* TASK DESCRIPTION *
Where does the word "target" appear in the data? Copy every line that holds it.

* TASK MATERIAL *
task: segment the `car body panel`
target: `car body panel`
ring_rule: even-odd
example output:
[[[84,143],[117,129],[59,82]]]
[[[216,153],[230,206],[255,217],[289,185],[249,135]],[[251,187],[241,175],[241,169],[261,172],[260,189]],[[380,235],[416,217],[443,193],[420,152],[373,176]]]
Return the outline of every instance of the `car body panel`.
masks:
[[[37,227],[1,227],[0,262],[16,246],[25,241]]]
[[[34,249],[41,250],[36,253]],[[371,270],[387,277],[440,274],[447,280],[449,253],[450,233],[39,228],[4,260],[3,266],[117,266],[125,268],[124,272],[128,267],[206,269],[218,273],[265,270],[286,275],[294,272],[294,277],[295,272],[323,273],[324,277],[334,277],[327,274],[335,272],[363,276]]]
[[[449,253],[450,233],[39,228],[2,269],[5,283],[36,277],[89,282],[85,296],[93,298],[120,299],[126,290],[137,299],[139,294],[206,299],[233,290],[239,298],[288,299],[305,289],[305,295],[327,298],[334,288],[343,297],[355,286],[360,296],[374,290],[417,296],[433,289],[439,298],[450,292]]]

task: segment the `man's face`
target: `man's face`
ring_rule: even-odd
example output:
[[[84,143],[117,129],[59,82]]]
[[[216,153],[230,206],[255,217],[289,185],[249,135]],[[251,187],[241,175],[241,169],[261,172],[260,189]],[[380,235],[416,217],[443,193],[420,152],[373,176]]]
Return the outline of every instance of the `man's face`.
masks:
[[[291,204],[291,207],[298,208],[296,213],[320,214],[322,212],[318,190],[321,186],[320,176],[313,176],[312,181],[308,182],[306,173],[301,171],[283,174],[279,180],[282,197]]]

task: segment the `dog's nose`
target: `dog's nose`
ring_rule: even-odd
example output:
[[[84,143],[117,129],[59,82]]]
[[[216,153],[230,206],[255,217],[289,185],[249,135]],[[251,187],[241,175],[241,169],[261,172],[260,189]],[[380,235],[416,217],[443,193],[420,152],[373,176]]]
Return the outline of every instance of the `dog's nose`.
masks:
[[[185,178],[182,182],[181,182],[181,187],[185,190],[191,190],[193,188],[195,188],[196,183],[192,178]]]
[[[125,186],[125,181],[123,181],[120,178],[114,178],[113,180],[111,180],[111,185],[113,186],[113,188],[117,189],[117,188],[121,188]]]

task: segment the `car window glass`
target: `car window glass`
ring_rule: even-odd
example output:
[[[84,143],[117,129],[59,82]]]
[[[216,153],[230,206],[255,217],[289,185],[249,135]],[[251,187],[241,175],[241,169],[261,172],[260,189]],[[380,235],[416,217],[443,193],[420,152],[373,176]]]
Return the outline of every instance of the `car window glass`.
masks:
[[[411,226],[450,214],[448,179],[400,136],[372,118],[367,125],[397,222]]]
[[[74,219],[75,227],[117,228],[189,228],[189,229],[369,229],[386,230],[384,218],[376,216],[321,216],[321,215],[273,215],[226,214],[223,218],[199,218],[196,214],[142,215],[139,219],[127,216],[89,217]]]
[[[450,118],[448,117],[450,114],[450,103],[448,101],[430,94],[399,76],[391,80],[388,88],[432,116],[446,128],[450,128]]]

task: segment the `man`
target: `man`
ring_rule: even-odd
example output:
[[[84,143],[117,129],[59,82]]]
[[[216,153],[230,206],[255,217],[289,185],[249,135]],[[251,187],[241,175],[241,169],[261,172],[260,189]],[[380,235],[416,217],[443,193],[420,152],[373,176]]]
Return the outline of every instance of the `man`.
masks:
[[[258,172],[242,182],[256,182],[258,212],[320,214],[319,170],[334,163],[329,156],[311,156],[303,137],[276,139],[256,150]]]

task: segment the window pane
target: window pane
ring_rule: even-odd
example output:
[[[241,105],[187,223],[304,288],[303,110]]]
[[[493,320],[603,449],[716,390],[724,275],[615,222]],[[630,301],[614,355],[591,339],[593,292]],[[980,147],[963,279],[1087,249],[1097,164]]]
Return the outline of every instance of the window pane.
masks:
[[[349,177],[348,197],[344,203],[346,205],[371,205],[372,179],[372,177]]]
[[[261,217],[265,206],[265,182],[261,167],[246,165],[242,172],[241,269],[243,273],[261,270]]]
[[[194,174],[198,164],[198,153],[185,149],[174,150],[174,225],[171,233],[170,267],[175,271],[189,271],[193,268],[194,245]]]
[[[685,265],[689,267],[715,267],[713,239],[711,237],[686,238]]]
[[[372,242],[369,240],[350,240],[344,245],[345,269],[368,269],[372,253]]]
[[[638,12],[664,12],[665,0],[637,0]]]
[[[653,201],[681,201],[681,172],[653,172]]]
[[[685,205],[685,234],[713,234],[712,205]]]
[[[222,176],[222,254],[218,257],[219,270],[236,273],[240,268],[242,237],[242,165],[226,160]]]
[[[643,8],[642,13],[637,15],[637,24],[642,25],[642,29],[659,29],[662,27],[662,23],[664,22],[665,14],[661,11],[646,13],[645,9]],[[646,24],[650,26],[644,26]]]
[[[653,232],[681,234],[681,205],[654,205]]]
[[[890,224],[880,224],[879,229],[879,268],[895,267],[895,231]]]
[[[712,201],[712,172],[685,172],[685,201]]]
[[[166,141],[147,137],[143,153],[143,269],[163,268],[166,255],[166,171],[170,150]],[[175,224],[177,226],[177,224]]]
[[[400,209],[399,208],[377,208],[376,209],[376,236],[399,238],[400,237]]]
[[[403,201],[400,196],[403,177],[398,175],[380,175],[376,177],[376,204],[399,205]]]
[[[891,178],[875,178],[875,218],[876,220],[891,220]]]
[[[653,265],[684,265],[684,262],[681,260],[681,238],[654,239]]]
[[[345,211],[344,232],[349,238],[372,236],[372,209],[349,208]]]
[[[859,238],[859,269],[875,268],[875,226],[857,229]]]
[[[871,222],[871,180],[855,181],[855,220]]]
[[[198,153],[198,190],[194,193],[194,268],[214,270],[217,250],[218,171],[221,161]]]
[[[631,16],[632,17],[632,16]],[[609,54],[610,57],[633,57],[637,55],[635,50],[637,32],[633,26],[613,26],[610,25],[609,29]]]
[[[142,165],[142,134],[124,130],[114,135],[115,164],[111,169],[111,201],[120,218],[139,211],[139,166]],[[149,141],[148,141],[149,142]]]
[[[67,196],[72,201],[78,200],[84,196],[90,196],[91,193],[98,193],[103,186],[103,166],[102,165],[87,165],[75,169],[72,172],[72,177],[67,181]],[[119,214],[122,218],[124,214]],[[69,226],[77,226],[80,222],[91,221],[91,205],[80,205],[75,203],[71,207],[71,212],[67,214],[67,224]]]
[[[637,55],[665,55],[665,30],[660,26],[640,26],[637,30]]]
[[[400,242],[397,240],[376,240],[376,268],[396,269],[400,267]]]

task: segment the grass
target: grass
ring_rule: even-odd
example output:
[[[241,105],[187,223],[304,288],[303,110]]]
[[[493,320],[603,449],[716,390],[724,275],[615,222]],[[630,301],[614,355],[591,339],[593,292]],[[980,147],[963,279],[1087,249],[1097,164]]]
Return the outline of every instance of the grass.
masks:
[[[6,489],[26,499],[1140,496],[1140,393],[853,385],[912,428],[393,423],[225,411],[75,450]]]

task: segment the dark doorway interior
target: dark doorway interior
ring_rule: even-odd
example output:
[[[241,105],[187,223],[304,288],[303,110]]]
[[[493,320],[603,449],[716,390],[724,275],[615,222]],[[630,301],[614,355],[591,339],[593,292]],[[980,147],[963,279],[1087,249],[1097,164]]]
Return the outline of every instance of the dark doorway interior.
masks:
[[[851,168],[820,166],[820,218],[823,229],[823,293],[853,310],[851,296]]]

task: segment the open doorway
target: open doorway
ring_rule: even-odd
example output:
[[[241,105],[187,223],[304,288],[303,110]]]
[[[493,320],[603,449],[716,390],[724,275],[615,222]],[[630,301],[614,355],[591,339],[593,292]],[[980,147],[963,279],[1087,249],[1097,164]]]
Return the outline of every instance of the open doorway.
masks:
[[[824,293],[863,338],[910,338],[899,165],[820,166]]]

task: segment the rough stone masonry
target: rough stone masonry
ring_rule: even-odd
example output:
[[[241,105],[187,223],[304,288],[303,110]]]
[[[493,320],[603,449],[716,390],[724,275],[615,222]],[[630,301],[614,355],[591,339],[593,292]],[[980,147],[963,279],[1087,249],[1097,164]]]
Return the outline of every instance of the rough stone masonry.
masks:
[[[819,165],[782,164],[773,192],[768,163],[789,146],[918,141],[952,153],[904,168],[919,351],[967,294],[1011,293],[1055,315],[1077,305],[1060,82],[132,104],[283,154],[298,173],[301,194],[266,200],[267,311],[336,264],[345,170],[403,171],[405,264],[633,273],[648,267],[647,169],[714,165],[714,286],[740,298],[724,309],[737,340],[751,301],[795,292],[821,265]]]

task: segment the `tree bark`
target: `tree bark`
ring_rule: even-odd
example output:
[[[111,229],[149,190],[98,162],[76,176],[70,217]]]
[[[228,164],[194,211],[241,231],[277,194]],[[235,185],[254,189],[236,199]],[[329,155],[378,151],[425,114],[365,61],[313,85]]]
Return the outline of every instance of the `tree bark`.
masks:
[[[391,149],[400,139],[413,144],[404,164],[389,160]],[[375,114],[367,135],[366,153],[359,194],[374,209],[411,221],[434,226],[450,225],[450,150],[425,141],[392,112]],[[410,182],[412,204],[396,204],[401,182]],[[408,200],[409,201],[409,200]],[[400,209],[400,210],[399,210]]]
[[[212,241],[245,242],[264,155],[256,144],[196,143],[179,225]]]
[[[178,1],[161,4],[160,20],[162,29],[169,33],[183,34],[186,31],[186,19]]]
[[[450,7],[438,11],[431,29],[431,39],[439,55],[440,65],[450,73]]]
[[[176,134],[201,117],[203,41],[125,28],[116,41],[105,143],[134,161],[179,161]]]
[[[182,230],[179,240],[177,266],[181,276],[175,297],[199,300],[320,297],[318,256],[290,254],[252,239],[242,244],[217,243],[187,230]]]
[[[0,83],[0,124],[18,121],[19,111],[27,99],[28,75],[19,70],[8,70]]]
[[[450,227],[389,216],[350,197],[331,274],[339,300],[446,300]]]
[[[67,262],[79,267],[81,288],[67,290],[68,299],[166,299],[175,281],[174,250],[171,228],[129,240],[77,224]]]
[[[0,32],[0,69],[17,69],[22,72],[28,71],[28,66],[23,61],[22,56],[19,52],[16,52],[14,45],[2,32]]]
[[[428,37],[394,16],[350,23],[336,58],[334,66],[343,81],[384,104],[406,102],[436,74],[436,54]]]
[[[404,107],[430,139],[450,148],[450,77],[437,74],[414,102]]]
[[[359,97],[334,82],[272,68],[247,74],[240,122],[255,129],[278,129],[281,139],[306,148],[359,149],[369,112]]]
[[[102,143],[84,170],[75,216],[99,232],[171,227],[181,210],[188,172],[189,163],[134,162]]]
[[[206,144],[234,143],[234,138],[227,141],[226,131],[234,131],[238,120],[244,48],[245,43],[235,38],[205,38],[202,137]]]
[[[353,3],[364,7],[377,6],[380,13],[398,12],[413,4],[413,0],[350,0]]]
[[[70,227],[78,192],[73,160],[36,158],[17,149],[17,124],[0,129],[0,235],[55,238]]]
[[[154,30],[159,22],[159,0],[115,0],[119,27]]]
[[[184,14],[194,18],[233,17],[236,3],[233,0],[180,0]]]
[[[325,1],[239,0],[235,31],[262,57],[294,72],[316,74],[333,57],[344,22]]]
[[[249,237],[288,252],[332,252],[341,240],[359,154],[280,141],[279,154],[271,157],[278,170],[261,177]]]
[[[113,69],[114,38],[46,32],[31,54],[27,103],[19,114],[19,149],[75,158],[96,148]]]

* FINAL ANSWER *
target: `car body panel`
target: `man's face`
target: `dog's nose`
target: `car window glass`
target: `man`
target: window pane
target: grass
target: dark doorway interior
target: open doorway
target: rough stone masonry
target: `tree bark`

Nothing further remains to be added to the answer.